--- Job A ---
Locate every line in the rows below that contains the word "glow" and copy each one out.

--- Excerpt to read ---
-- -- --

Yes, both growing and shrinking.

> 	3. there aren't any known compatibility or other issues with running btrfs on top of mdadm (raid 6)

Not that I know of.

But... if we were a year into the future and there was working btrfs RAID6,
then that configuration (btrfs native RAID6 rather than single-device btrfs on
top of mdadm) would provide more resilience, as blocks with failed checksums
could be automatically reconstructed from 'good' data on other devices in the
array.

In the current situation though, btrfs checksums will only tell you that you
lost data due to some corruption underneath, in (unlikely)case that it
happens and mdadm lets it through.

>	4. any other caveats I might want to consider?

1) AFAIK the patch [1] is still not in the mainline, so you'll either have to
include it into your kernels yourself, or you will end up with a truly and
enormous metadata allocation size, if I'm counting correctly on your array with
42 TB of usable space you will have 840GB * 2 = 1700 GB reserved for metadata.

[1] http://comments.gmane.org/gmane.comp.file-systems.btrfs/19200

2) On filesystem converted with btrfs-convert the metadata allocation is
unnecessarily large due to some other, conversion-related reasons; but this
can be fixed with "btrfs filesystem balance -musage=5 /mount/point" (do
several runs increasing the value from 5 to 10, 20 or more, if it fails to
free up a sufficient amount of space). This will defragment metadata and free
up chunks which end up being completely unused (which will be a lot of them),
but only down to the kernel's desired minimum allocation, see point #1.

-- -- --

--- Stored data ---

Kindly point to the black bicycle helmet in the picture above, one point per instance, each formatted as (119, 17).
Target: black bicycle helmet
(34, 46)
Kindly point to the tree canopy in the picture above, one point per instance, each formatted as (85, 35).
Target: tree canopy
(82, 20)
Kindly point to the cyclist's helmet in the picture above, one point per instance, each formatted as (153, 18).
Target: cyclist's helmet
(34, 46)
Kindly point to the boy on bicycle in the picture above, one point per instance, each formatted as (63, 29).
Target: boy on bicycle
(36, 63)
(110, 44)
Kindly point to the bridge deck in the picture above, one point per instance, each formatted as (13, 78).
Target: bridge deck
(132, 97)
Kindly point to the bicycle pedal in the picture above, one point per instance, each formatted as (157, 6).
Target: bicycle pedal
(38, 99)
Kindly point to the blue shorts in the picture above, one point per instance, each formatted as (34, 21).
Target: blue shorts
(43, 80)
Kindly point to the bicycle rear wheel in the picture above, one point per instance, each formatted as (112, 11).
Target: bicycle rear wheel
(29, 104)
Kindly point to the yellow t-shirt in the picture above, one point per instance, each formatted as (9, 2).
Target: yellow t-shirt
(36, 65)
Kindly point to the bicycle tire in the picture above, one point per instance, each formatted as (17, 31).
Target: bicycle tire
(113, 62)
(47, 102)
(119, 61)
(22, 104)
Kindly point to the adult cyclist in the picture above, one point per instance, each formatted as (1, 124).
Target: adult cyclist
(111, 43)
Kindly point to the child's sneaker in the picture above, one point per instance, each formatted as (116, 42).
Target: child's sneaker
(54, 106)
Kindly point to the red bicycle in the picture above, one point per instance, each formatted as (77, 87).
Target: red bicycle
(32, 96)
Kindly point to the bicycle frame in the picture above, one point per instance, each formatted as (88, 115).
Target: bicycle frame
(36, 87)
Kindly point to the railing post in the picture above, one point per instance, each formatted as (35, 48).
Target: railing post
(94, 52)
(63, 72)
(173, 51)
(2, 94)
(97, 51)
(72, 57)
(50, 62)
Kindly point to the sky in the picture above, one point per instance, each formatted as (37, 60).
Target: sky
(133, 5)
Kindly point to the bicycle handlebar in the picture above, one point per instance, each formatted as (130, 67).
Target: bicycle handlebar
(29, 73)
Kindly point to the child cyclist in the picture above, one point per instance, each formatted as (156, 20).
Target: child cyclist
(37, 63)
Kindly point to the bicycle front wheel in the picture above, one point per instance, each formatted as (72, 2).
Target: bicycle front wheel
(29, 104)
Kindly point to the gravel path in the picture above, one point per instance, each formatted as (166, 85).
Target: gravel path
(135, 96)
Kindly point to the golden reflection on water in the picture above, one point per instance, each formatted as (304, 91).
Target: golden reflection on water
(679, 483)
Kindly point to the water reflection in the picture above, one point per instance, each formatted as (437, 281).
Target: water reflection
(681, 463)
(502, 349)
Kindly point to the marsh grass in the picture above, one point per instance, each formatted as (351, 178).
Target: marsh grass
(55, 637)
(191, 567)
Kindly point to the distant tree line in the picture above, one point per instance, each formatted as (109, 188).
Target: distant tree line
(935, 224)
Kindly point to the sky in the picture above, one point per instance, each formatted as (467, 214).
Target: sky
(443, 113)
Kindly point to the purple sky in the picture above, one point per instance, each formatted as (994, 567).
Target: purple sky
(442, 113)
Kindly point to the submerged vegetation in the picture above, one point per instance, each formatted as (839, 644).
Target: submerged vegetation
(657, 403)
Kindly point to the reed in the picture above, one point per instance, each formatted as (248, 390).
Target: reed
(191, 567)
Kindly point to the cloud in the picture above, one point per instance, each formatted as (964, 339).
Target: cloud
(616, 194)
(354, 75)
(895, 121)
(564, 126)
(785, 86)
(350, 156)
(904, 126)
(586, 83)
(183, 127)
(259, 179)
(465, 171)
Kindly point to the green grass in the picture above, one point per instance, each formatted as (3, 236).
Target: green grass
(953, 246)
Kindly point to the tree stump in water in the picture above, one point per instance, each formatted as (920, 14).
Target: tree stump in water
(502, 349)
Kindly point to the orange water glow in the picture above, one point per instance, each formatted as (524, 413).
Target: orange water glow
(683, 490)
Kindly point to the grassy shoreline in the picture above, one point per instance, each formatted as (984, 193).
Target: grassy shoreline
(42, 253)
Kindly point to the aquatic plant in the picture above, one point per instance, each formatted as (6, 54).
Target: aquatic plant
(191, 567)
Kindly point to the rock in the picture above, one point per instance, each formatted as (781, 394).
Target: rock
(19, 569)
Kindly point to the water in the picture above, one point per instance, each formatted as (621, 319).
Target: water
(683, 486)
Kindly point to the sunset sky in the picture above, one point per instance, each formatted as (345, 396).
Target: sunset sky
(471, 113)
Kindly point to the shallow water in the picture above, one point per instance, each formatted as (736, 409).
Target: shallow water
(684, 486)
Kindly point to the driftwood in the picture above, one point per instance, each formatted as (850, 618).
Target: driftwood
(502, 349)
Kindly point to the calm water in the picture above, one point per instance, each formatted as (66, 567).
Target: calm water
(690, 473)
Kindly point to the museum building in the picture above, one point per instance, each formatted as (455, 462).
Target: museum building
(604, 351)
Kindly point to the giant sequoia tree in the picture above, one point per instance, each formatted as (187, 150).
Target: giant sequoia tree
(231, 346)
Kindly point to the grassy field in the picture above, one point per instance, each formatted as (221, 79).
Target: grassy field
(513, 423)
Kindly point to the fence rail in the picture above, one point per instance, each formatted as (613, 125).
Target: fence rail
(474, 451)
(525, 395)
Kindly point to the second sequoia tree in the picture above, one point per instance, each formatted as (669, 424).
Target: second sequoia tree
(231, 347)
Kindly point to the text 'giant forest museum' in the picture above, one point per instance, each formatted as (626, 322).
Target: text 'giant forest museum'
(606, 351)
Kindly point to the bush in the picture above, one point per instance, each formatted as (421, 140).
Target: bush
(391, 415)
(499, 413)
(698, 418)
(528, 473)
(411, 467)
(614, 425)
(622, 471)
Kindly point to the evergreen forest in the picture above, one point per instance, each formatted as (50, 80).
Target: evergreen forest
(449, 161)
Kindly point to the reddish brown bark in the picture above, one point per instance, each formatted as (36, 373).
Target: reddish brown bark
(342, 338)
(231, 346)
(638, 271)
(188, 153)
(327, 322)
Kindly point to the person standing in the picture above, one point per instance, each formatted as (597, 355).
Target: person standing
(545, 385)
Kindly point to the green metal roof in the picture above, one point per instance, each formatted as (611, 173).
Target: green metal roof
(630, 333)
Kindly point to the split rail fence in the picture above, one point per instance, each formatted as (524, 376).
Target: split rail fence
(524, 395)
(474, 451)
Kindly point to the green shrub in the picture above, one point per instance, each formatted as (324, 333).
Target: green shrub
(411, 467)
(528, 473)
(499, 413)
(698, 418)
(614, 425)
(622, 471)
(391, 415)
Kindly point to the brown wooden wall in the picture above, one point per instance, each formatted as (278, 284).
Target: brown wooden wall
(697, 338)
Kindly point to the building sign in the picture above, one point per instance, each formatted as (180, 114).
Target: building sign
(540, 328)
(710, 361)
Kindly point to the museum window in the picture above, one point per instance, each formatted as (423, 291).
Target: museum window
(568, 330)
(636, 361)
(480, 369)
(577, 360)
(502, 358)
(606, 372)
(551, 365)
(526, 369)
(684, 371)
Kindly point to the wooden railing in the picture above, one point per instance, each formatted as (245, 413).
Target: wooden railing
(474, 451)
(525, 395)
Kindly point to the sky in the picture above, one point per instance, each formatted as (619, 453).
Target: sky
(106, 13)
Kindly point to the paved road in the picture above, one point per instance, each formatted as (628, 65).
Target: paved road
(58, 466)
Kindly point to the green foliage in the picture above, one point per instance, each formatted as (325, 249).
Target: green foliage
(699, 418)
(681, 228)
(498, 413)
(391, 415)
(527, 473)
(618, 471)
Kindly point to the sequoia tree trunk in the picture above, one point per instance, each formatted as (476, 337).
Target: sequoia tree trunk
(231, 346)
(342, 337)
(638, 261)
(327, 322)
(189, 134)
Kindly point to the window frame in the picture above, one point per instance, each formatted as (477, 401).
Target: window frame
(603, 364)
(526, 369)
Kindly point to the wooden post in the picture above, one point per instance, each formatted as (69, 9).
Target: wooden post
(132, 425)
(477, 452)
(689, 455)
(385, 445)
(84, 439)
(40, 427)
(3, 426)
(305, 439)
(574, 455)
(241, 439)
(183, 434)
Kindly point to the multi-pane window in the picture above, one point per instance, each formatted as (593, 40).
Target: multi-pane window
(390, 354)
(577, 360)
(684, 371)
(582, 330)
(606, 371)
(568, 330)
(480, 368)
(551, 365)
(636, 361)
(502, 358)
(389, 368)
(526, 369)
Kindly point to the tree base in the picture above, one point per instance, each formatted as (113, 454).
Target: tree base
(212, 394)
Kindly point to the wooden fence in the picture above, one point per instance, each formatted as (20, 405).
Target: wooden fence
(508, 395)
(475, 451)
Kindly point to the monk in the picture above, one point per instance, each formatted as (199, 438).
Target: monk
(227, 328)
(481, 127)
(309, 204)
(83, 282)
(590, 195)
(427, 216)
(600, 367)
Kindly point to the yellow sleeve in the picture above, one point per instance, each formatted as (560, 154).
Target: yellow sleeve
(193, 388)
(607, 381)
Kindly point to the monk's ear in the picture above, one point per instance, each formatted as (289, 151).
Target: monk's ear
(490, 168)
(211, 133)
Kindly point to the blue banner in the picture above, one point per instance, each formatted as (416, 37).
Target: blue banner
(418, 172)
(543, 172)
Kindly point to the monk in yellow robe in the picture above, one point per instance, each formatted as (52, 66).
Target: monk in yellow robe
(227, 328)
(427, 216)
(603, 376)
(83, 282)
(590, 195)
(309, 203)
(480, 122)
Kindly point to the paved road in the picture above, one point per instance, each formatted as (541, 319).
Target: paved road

-- -- --

--- Job B ---
In the btrfs excerpt, what command is suggested for reducing the oversized metadata allocation on a filesystem converted with btrfs-convert?

--- Correct response A ---
Kindly point to the orange water glow in the picture above, one point per instance, each formatted as (524, 413).
Target: orange water glow

--- Correct response B ---
"btrfs filesystem balance -musage=5 /mount/point", run several times with the value raised from 5 to 10, 20 or more if it fails to free enough space.